# Goal:
Output every entry exactly, from the first line to the last.

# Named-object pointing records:
******

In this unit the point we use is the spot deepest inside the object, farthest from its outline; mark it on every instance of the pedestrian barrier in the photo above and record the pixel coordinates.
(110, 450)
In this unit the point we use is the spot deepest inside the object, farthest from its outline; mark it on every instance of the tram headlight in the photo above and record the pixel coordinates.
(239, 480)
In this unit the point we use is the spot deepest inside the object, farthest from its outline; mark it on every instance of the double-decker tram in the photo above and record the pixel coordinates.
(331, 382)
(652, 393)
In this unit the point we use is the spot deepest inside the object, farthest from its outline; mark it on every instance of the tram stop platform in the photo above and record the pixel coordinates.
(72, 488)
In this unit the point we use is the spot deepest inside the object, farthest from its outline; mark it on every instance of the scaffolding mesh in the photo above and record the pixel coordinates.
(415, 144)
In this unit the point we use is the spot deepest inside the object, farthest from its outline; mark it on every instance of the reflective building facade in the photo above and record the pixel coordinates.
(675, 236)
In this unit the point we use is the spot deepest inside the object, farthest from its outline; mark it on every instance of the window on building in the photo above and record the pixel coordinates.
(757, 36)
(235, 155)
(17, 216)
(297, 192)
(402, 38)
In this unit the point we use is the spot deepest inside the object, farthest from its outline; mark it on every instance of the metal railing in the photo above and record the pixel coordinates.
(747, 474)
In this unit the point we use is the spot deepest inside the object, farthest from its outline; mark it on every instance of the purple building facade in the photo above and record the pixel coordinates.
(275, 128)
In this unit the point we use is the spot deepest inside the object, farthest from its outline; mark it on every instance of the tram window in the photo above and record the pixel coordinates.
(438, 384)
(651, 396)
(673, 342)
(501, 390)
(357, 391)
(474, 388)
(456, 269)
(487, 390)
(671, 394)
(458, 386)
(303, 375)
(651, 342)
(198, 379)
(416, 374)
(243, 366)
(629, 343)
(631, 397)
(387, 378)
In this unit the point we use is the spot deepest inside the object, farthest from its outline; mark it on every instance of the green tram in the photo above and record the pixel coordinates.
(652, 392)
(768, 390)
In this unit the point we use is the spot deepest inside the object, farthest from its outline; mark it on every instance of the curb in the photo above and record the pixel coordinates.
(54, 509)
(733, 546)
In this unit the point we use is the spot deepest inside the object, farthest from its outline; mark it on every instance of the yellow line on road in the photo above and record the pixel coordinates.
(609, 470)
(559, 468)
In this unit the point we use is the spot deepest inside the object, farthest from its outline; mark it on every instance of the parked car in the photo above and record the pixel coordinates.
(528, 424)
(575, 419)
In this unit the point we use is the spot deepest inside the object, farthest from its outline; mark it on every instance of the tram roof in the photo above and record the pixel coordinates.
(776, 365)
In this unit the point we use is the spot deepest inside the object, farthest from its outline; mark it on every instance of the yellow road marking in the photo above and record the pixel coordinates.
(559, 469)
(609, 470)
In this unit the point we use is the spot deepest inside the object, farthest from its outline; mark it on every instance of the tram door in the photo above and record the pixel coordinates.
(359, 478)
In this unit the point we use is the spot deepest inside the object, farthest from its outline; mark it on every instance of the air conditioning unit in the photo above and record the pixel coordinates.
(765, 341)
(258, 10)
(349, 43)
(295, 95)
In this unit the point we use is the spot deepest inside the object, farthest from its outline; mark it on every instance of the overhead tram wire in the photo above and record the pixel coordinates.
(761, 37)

******

# Exercise output:
In this unit the point we use is the spot deepest inside the object, farthest from its outline; mark it on every instance of the pedestrian barrier in the photo above and record the pixel coordinates.
(110, 450)
In this unit the point we use is the spot deepest inside the object, farthest from its outline; mark it on every instance of the tram headlight in the photo above and record the pixel coordinates.
(239, 480)
In this unit the point we use is the spot deepest inside the object, farthest from its outline; mark it on every instance of the double-decker tram in the photo above and record the pixel coordinates.
(331, 382)
(652, 393)
In this unit the point we use is the spot deepest inside the object, farthest from its outline; mark it on every instance of the tram stop platform in the photo above and record the pixel coordinates.
(72, 488)
In this unit the point we use is the spot deepest inside the object, farthest from its outline; mark it on every instance of the scaffolding mesh in the photo above and record the pixel coordinates.
(415, 144)
In this unit the point we use is the spot deepest inside the object, farthest from its outline; mark it on every instance of the reflective building facade in the photo above and record the pixel coordinates.
(675, 236)
In this unit the point we use is the spot deepest inside the object, farthest from its outline; mark it on every instance of the window on building in the photo above and record the pixel coordinates.
(757, 36)
(235, 155)
(17, 216)
(297, 192)
(402, 38)
In this unit the point we use is the spot deepest inside the object, farthest from its outline; mark it on every instance of the metal railing in the photo above and record the pixel coordinates.
(747, 474)
In this unit the point we use is the spot deepest inside the object, farthest from its outline; mark it on every instance of the purple building facade in the photo above and record the pixel coordinates.
(275, 128)
In this unit the point we use is the spot deepest inside the object, farthest from its outline; mark it on every instance of the tram window in the photo above and record the pixel coordinates.
(438, 384)
(651, 396)
(673, 342)
(501, 390)
(357, 391)
(474, 388)
(456, 269)
(487, 390)
(671, 394)
(458, 386)
(303, 375)
(651, 342)
(198, 379)
(416, 374)
(243, 366)
(629, 343)
(631, 397)
(387, 378)
In this unit the point we use is the spot deepest inside the object, farthest from its outline; mark it on every instance of the green tram in the photo above and record the pixel coordinates.
(652, 392)
(768, 390)
In this unit the point we use is the spot deepest inside the object, farthest from its outline; mark it on every instance of the curb in the photo above and record the pixel coordinates.
(54, 509)
(733, 546)
In this unit the point we use is the spot deepest inside the object, farthest from its outline; mark it on every instance of the yellow line on road in the photo above and record the pixel coordinates.
(609, 470)
(559, 468)
In this unit the point we use is the spot deepest inside the object, farthest from its outline; mark it on every instance of the parked car in the photo above and record the pixel coordinates.
(528, 424)
(575, 419)
In this unit the point we use is the spot deepest inside the object, farthest from its outline; mark it on every instance of the tram roof in the photo above and record the pixel coordinates.
(776, 365)
In this unit the point we use is the spot deepest inside the object, farthest from its outline; mark it on every instance of the yellow road marking in the photo above and record the pixel coordinates.
(559, 469)
(609, 470)
In this unit the point we use is the spot deepest inside the object, farthest from its outline; mark it on every instance of the tram door in the photo above and record the pixel coordinates.
(359, 478)
In this unit the point we use is the spot deepest inside the object, farthest from its outline; mark it on every instance of the air conditioning unit in the photo above and record the pixel coordinates.
(765, 341)
(258, 10)
(349, 43)
(295, 95)
In this unit the point we use is the spot deepest inside the object, farthest from its outline; mark it on every instance of the overhead tram wire in the photo above and record the pixel coordinates.
(761, 37)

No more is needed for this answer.